● TASK DETAILS: Please copy every line below word for word, leaving the pictures out of your answer.
━━━ DATA SUPPLIED ━━━
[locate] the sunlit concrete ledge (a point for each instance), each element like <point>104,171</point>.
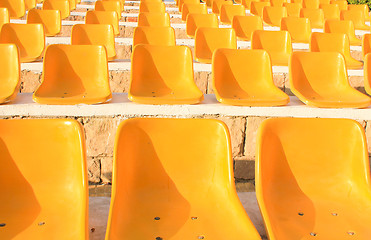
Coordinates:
<point>120,105</point>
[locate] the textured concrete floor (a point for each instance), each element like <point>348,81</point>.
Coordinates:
<point>99,207</point>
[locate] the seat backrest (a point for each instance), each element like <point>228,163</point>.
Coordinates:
<point>161,166</point>
<point>163,75</point>
<point>244,26</point>
<point>29,38</point>
<point>153,19</point>
<point>299,28</point>
<point>74,74</point>
<point>164,36</point>
<point>227,12</point>
<point>95,34</point>
<point>10,72</point>
<point>321,166</point>
<point>195,20</point>
<point>62,5</point>
<point>51,19</point>
<point>16,8</point>
<point>207,40</point>
<point>43,163</point>
<point>103,17</point>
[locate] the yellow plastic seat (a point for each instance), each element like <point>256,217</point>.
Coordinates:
<point>189,8</point>
<point>10,73</point>
<point>164,36</point>
<point>207,40</point>
<point>62,5</point>
<point>360,7</point>
<point>190,196</point>
<point>366,44</point>
<point>4,17</point>
<point>330,11</point>
<point>51,19</point>
<point>152,7</point>
<point>293,9</point>
<point>217,5</point>
<point>256,8</point>
<point>314,4</point>
<point>316,17</point>
<point>43,171</point>
<point>29,38</point>
<point>109,6</point>
<point>279,50</point>
<point>244,78</point>
<point>103,17</point>
<point>313,179</point>
<point>195,21</point>
<point>320,79</point>
<point>16,8</point>
<point>153,19</point>
<point>74,74</point>
<point>334,42</point>
<point>273,15</point>
<point>227,12</point>
<point>299,29</point>
<point>244,26</point>
<point>163,75</point>
<point>357,17</point>
<point>343,26</point>
<point>182,2</point>
<point>95,34</point>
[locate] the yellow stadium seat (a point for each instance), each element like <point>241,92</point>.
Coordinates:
<point>316,16</point>
<point>293,9</point>
<point>16,8</point>
<point>4,17</point>
<point>43,163</point>
<point>10,70</point>
<point>195,21</point>
<point>366,44</point>
<point>320,79</point>
<point>207,40</point>
<point>153,19</point>
<point>51,19</point>
<point>299,29</point>
<point>74,74</point>
<point>244,26</point>
<point>189,8</point>
<point>330,11</point>
<point>273,15</point>
<point>103,17</point>
<point>29,4</point>
<point>181,2</point>
<point>313,178</point>
<point>62,5</point>
<point>227,12</point>
<point>357,17</point>
<point>314,4</point>
<point>343,26</point>
<point>256,8</point>
<point>192,196</point>
<point>217,5</point>
<point>367,73</point>
<point>29,38</point>
<point>163,75</point>
<point>361,7</point>
<point>244,78</point>
<point>279,50</point>
<point>334,42</point>
<point>152,7</point>
<point>95,34</point>
<point>164,36</point>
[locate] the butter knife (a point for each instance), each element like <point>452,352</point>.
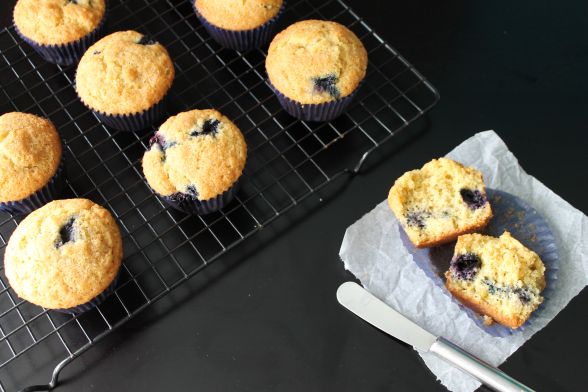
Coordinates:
<point>371,309</point>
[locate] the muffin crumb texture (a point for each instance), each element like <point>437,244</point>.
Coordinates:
<point>57,22</point>
<point>238,14</point>
<point>200,153</point>
<point>30,153</point>
<point>497,277</point>
<point>64,254</point>
<point>316,61</point>
<point>439,202</point>
<point>124,73</point>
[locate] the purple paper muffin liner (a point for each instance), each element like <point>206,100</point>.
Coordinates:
<point>41,197</point>
<point>314,112</point>
<point>136,121</point>
<point>525,224</point>
<point>241,39</point>
<point>97,300</point>
<point>66,54</point>
<point>202,207</point>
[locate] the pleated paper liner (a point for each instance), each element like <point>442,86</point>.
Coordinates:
<point>241,39</point>
<point>525,224</point>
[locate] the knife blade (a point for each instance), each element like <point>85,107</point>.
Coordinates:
<point>365,305</point>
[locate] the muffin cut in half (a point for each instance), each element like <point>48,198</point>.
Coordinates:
<point>439,202</point>
<point>497,277</point>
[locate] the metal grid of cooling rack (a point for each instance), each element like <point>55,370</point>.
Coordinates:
<point>288,161</point>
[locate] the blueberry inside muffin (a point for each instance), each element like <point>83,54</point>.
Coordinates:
<point>316,61</point>
<point>64,254</point>
<point>439,202</point>
<point>497,277</point>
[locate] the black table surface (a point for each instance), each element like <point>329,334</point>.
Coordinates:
<point>266,318</point>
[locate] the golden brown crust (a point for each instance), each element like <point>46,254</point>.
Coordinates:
<point>441,240</point>
<point>496,277</point>
<point>65,276</point>
<point>117,75</point>
<point>432,194</point>
<point>55,22</point>
<point>30,153</point>
<point>238,14</point>
<point>209,163</point>
<point>313,49</point>
<point>484,308</point>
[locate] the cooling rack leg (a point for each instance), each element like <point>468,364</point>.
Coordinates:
<point>54,377</point>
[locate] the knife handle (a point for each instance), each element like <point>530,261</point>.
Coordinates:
<point>486,373</point>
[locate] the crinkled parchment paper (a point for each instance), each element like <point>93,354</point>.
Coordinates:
<point>373,251</point>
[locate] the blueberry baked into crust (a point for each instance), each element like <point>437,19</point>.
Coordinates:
<point>64,254</point>
<point>439,202</point>
<point>496,277</point>
<point>194,159</point>
<point>316,61</point>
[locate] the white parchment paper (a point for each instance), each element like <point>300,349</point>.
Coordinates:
<point>373,251</point>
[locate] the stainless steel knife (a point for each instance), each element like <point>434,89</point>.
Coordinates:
<point>371,309</point>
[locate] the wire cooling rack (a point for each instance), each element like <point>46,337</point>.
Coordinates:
<point>288,161</point>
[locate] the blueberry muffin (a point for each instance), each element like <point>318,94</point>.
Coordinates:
<point>30,162</point>
<point>65,255</point>
<point>439,202</point>
<point>315,67</point>
<point>237,24</point>
<point>124,78</point>
<point>195,160</point>
<point>497,277</point>
<point>59,30</point>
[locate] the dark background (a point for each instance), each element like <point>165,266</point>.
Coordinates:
<point>267,319</point>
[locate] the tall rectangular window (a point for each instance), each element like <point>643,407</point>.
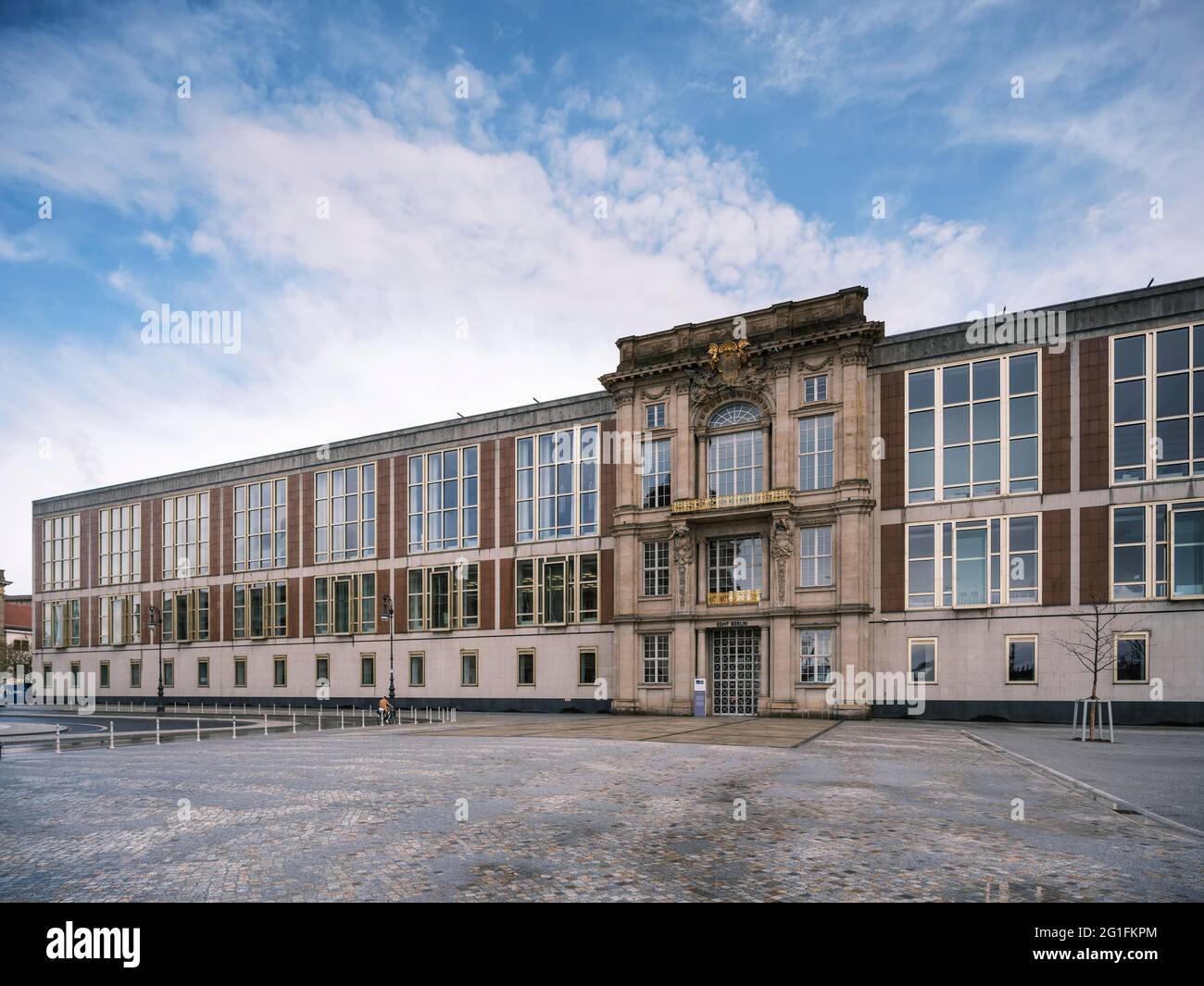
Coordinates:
<point>972,429</point>
<point>120,619</point>
<point>260,609</point>
<point>60,622</point>
<point>1022,653</point>
<point>657,658</point>
<point>185,616</point>
<point>445,597</point>
<point>119,531</point>
<point>557,477</point>
<point>60,553</point>
<point>1131,657</point>
<point>260,525</point>
<point>817,556</point>
<point>444,500</point>
<point>975,562</point>
<point>345,513</point>
<point>817,656</point>
<point>734,571</point>
<point>657,472</point>
<point>345,604</point>
<point>815,452</point>
<point>555,590</point>
<point>185,536</point>
<point>657,568</point>
<point>1157,405</point>
<point>922,658</point>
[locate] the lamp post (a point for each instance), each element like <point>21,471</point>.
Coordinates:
<point>153,622</point>
<point>386,614</point>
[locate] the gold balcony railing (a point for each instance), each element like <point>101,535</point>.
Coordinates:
<point>733,500</point>
<point>734,598</point>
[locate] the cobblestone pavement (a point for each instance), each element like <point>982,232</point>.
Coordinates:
<point>865,812</point>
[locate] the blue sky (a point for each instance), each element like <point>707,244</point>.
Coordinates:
<point>464,267</point>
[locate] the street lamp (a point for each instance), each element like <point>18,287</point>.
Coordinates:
<point>386,614</point>
<point>153,621</point>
━━━
● EXERCISE SOLUTION:
[locate] the sunlit concrete ledge (a point for each instance), each element like <point>104,171</point>.
Coordinates:
<point>120,105</point>
[locate] the textured concrete floor (a point for each instance), each element like <point>348,81</point>.
Coordinates:
<point>99,207</point>
[locate] the seat backrest (a point for each instance), each element like <point>228,163</point>.
Coordinates:
<point>161,166</point>
<point>163,75</point>
<point>244,26</point>
<point>29,38</point>
<point>153,19</point>
<point>299,28</point>
<point>74,74</point>
<point>164,36</point>
<point>227,12</point>
<point>95,34</point>
<point>10,72</point>
<point>321,166</point>
<point>195,20</point>
<point>62,5</point>
<point>51,19</point>
<point>16,8</point>
<point>207,40</point>
<point>43,163</point>
<point>103,17</point>
[locate] the yellow plastic seat (a point for each instance), each element like <point>256,217</point>.
Coordinates:
<point>189,8</point>
<point>10,73</point>
<point>164,36</point>
<point>207,40</point>
<point>62,5</point>
<point>360,7</point>
<point>190,196</point>
<point>366,44</point>
<point>4,17</point>
<point>330,11</point>
<point>51,19</point>
<point>152,7</point>
<point>293,9</point>
<point>217,5</point>
<point>256,8</point>
<point>314,4</point>
<point>316,17</point>
<point>43,171</point>
<point>29,38</point>
<point>109,6</point>
<point>279,50</point>
<point>244,78</point>
<point>103,17</point>
<point>313,179</point>
<point>195,21</point>
<point>320,79</point>
<point>16,8</point>
<point>153,19</point>
<point>74,74</point>
<point>334,42</point>
<point>273,15</point>
<point>227,12</point>
<point>299,29</point>
<point>244,26</point>
<point>163,75</point>
<point>357,17</point>
<point>343,26</point>
<point>182,2</point>
<point>95,34</point>
[locate] the yellow stadium seat (a point for each instance), each element like <point>241,92</point>.
Coordinates:
<point>316,16</point>
<point>293,9</point>
<point>16,8</point>
<point>4,17</point>
<point>43,163</point>
<point>10,70</point>
<point>195,21</point>
<point>366,44</point>
<point>320,79</point>
<point>207,40</point>
<point>153,19</point>
<point>51,19</point>
<point>299,29</point>
<point>74,74</point>
<point>244,26</point>
<point>189,8</point>
<point>330,11</point>
<point>273,15</point>
<point>103,17</point>
<point>29,4</point>
<point>181,2</point>
<point>313,178</point>
<point>62,5</point>
<point>227,12</point>
<point>357,17</point>
<point>314,4</point>
<point>343,26</point>
<point>256,8</point>
<point>192,196</point>
<point>217,5</point>
<point>367,73</point>
<point>29,38</point>
<point>163,75</point>
<point>361,7</point>
<point>244,78</point>
<point>279,50</point>
<point>334,42</point>
<point>152,7</point>
<point>95,34</point>
<point>164,36</point>
[locate] the butter knife (a point for each instance), each element like <point>452,352</point>.
Coordinates:
<point>371,309</point>
[locate] the muffin crumb texture (a point for each instance), each element like <point>437,244</point>.
Coordinates:
<point>57,22</point>
<point>238,14</point>
<point>200,153</point>
<point>30,153</point>
<point>497,277</point>
<point>64,254</point>
<point>316,61</point>
<point>439,202</point>
<point>124,73</point>
[locate] the purple paper muffin liner (a point for each instance), each element like <point>206,100</point>.
Coordinates:
<point>41,197</point>
<point>314,112</point>
<point>136,121</point>
<point>525,224</point>
<point>241,39</point>
<point>97,300</point>
<point>66,54</point>
<point>202,207</point>
[locate] the pleated paper liner (a point for each instance), each element like <point>442,86</point>.
Coordinates:
<point>241,39</point>
<point>525,224</point>
[locate] the knife blade (a point for each instance), each element like <point>85,107</point>.
Coordinates:
<point>365,305</point>
[locate] the muffin cut in half (a point for each instance), each element like <point>48,198</point>.
Coordinates:
<point>439,202</point>
<point>497,277</point>
[locate] the metal grid of cooling rack (a point for each instance), each element like <point>55,370</point>.
Coordinates:
<point>288,161</point>
[locate] the blueberry inside muffin (a point for each instance), each element like <point>83,54</point>.
Coordinates:
<point>316,61</point>
<point>64,254</point>
<point>439,202</point>
<point>497,277</point>
[locate] the black table surface (a point for each instance), each element like <point>329,334</point>.
Coordinates:
<point>266,318</point>
[locate] the golden brown crust (a point for each instance), each element like <point>46,254</point>.
Coordinates:
<point>441,240</point>
<point>496,277</point>
<point>65,276</point>
<point>117,75</point>
<point>432,194</point>
<point>55,22</point>
<point>30,153</point>
<point>238,14</point>
<point>209,163</point>
<point>313,49</point>
<point>484,308</point>
[locate] the cooling rack leg (a point for each instance), each element like <point>468,364</point>.
Coordinates:
<point>54,377</point>
[locate] the knife handle (a point for each instance), each element like <point>530,261</point>.
Coordinates:
<point>486,373</point>
[locate] the crinkled parchment paper (a point for each instance), each element like <point>93,354</point>.
Coordinates:
<point>373,251</point>
[locate] the blueberry baked into crust (a point for each instance), each element like <point>437,19</point>.
Coordinates:
<point>64,254</point>
<point>439,202</point>
<point>496,277</point>
<point>194,159</point>
<point>316,61</point>
[locate] the white parchment paper (a point for each instance), each element like <point>300,349</point>.
Coordinates:
<point>373,251</point>
[locate] the stainless steel knife (a point for each instance), each element like <point>434,89</point>.
Coordinates:
<point>371,309</point>
[locate] the wire cooling rack (a point for each instance), each element like <point>46,337</point>.
Coordinates:
<point>288,161</point>
[locate] the blueberry muffin (a point for each instance), each element like <point>318,94</point>.
Coordinates:
<point>30,162</point>
<point>65,255</point>
<point>439,202</point>
<point>315,67</point>
<point>237,24</point>
<point>124,78</point>
<point>195,160</point>
<point>497,277</point>
<point>59,30</point>
[locate] the dark background (a point for each instance), each element like <point>165,266</point>.
Coordinates:
<point>267,319</point>
[locate] the tall rectangular window (a point for each instance), each element like <point>643,407</point>.
Coordinates:
<point>972,429</point>
<point>120,619</point>
<point>260,609</point>
<point>60,622</point>
<point>1022,653</point>
<point>657,658</point>
<point>185,616</point>
<point>445,597</point>
<point>119,531</point>
<point>557,477</point>
<point>60,553</point>
<point>1131,657</point>
<point>260,525</point>
<point>817,556</point>
<point>444,500</point>
<point>975,562</point>
<point>345,513</point>
<point>817,656</point>
<point>734,571</point>
<point>657,472</point>
<point>345,604</point>
<point>815,452</point>
<point>555,590</point>
<point>185,536</point>
<point>657,568</point>
<point>1157,405</point>
<point>922,658</point>
[locate] the lamp post (a point for each instance), each element like <point>21,471</point>.
Coordinates:
<point>153,622</point>
<point>386,614</point>
[locate] the gold balcony railing (a point for each instance), each element like <point>101,535</point>.
Coordinates:
<point>733,500</point>
<point>734,598</point>
[locate] the cobblestone pavement (a point for each instance), each element like <point>982,232</point>.
Coordinates:
<point>865,812</point>
[locate] the blue sky (a point for each instance), each element like <point>707,244</point>.
Coordinates:
<point>464,267</point>
[locate] the street lamp (a point for each instance), each element like <point>18,287</point>.
Coordinates:
<point>386,614</point>
<point>153,621</point>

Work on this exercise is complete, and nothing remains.